◆ Goal of the exercise: Please extract each line of the data below that contains the string "post". Case matters, so uppercase and lowercase letters are not interchangeable.

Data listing
+===+

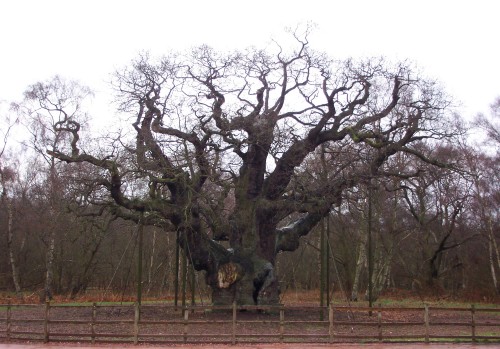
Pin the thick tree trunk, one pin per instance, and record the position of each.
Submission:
(250, 281)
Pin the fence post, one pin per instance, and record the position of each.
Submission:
(473, 321)
(330, 322)
(8, 321)
(137, 312)
(46, 322)
(233, 335)
(426, 322)
(282, 323)
(379, 323)
(92, 324)
(186, 321)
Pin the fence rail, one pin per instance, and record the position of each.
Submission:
(162, 323)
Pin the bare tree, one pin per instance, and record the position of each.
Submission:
(248, 121)
(7, 178)
(45, 108)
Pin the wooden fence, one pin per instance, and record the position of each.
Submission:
(161, 323)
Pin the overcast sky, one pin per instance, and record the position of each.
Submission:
(455, 42)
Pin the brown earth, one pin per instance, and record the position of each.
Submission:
(308, 323)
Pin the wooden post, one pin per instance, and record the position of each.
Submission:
(330, 320)
(8, 321)
(186, 321)
(370, 248)
(282, 324)
(233, 336)
(140, 237)
(46, 322)
(426, 322)
(379, 323)
(473, 321)
(92, 324)
(176, 281)
(137, 312)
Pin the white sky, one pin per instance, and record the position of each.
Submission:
(456, 42)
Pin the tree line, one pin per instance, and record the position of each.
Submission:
(244, 160)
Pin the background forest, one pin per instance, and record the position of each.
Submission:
(438, 233)
(427, 224)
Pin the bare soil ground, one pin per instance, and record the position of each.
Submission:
(302, 324)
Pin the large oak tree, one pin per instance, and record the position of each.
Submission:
(220, 140)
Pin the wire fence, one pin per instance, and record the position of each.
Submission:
(164, 323)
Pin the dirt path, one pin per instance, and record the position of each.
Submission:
(260, 346)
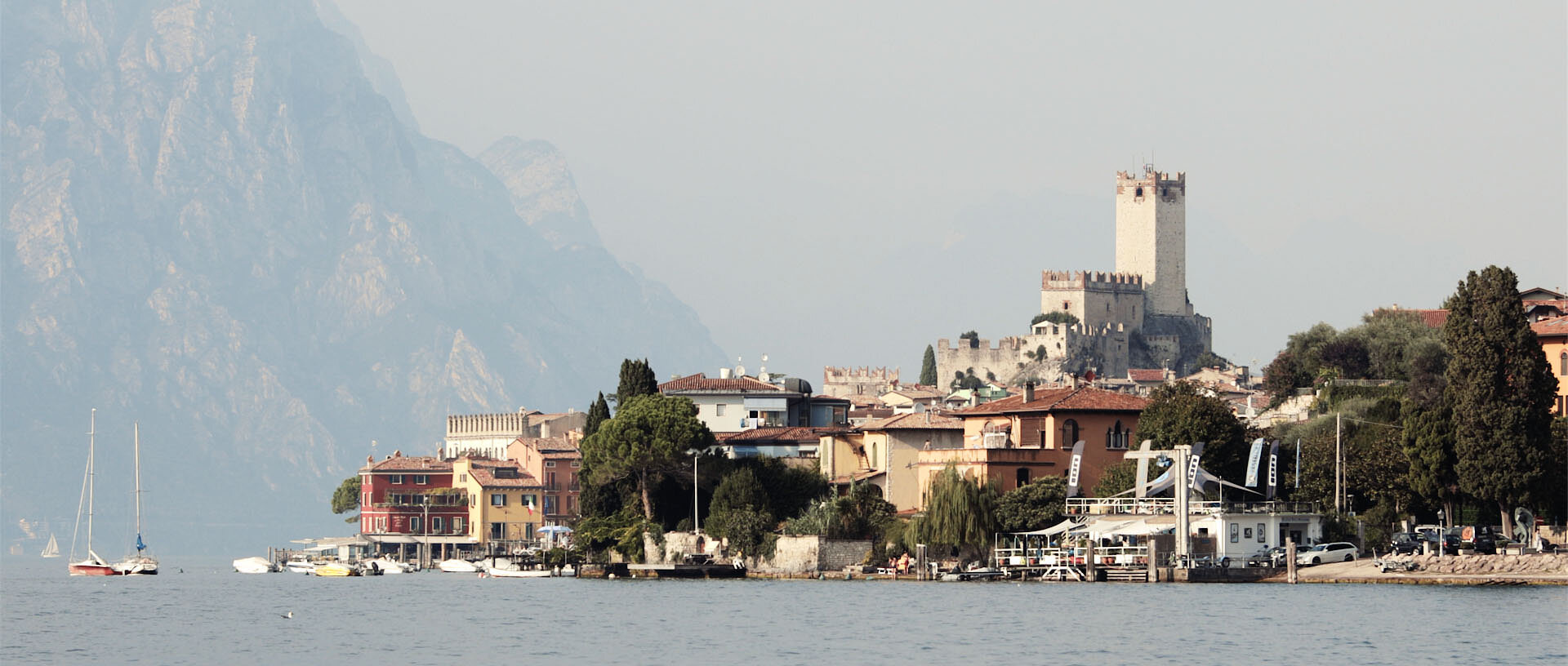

+===+

◆ Final result:
Pin the fence post, one pin per instance, and record the position of each.
Pin the wooden post, one pin per instance, and record the position of each.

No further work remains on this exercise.